# [WHAT YOU NEED TO DO]
Can you arrange the listing below as a two-column CSV with the headers input and output, one row per input, with each input and its output in its own quoted field and every line break turned into a space?

(A block of data)

>> Start

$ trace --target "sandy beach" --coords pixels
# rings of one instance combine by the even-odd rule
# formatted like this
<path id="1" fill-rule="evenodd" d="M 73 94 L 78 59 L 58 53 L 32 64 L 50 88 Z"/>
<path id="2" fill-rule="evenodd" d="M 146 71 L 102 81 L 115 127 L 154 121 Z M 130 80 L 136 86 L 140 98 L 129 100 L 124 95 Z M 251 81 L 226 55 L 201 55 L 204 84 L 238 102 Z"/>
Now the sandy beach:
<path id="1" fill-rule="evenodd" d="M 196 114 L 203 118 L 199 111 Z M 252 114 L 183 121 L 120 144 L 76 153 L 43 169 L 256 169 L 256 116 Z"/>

>> End

# [EXERCISE RESULT]
input,output
"$ trace --target ""sandy beach"" --coords pixels # rings of one instance combine by the even-odd rule # formatted like this <path id=""1"" fill-rule=""evenodd"" d=""M 73 94 L 78 59 L 58 53 L 32 64 L 50 88 Z""/> <path id=""2"" fill-rule=""evenodd"" d=""M 146 71 L 102 81 L 115 127 L 154 121 Z M 130 80 L 136 86 L 140 98 L 129 100 L 124 95 Z M 251 81 L 226 55 L 201 55 L 204 84 L 238 102 Z""/> Now the sandy beach:","<path id=""1"" fill-rule=""evenodd"" d=""M 196 114 L 203 118 L 199 111 Z M 252 114 L 183 121 L 120 144 L 76 153 L 43 169 L 256 169 L 256 116 Z""/>"